**Image point annotation entries**.
- - -

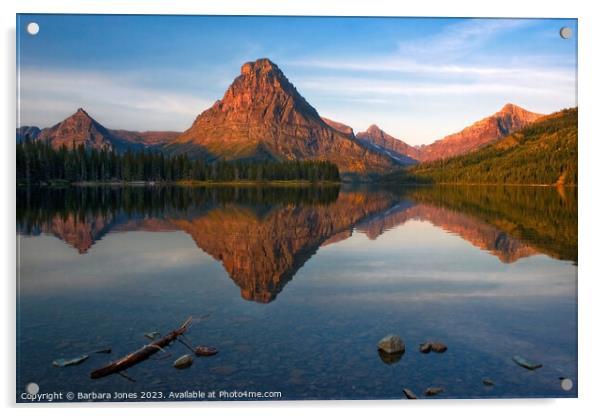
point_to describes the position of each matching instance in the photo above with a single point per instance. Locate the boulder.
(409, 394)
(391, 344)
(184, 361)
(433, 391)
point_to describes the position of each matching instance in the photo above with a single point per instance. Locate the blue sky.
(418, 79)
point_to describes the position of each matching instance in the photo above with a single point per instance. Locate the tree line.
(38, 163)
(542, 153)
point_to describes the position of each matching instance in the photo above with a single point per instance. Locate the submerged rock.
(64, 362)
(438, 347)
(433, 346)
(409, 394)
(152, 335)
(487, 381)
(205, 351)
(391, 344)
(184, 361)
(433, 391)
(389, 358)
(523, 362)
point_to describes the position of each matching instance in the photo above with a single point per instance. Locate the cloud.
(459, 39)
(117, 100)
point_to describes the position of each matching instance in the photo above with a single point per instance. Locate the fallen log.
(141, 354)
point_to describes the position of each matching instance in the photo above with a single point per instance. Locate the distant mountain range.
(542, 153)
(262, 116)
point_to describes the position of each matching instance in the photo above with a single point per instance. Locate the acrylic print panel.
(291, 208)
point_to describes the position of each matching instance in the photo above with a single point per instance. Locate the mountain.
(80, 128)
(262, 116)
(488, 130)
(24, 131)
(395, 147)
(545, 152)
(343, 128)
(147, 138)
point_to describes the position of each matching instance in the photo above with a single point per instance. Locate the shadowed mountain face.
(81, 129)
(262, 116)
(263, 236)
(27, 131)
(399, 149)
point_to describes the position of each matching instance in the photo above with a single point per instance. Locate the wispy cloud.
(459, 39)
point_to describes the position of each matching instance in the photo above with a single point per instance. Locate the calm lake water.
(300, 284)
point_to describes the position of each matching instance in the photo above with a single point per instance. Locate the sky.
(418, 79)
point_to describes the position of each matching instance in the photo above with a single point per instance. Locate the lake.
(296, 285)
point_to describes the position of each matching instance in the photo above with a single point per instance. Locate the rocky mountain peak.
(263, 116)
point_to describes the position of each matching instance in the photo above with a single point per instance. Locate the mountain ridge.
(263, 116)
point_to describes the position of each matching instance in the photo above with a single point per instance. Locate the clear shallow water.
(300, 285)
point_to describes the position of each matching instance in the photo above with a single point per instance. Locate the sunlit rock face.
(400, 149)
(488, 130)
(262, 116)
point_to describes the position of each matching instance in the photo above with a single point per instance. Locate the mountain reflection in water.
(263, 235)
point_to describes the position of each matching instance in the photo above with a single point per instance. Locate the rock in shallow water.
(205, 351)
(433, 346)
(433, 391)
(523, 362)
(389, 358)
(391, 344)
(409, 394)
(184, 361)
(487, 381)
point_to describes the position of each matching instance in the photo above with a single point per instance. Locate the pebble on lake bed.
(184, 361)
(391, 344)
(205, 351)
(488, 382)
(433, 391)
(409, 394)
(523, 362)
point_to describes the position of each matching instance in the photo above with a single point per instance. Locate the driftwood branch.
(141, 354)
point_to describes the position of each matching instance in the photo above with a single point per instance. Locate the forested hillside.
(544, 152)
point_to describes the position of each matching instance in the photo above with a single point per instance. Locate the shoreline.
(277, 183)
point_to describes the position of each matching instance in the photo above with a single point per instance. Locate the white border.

- - -

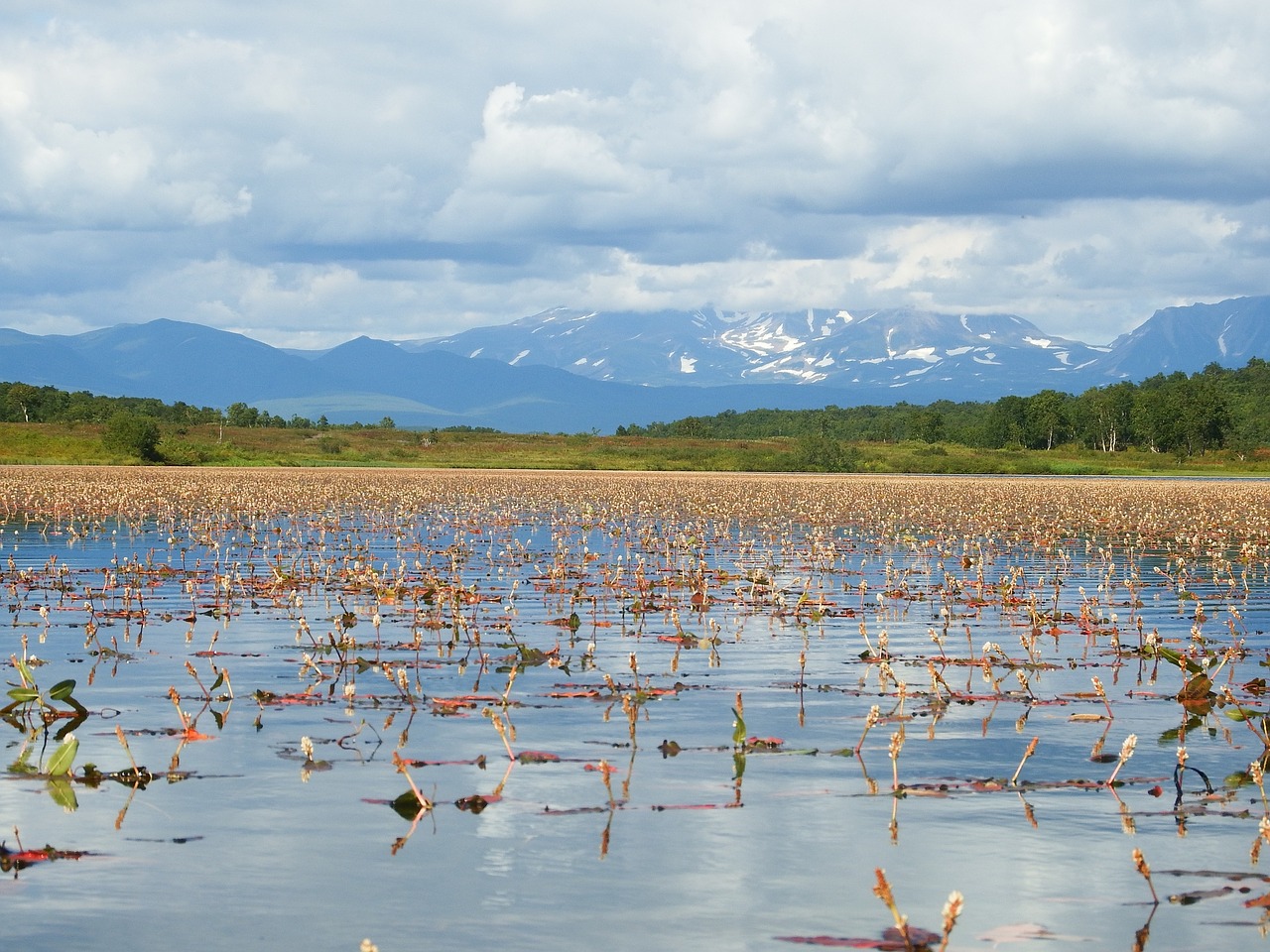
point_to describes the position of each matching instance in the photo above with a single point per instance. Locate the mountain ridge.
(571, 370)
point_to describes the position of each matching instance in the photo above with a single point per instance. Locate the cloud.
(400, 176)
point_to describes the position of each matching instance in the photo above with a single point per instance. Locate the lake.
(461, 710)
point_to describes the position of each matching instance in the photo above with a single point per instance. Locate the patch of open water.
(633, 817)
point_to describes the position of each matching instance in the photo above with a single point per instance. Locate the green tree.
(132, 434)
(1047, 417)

- - -

**What the task requires**. Render the material between the lines holding "of open water." and "(1047, 417)", inclusive, as a two-column CSV with the headers instruction and points. Give one row for each instruction paired with its points, put each field in quotes, and replace line breaks with spaces.

**Result of the task**.
instruction,points
"point_to describes the position of each matching instance in the photo above with a single point per instance. Locate the patch of open water.","(633, 817)"
"point_to describes the position of each matching instance in the photo above with a single point per instance. Locate the green tree.","(132, 434) (1047, 417)"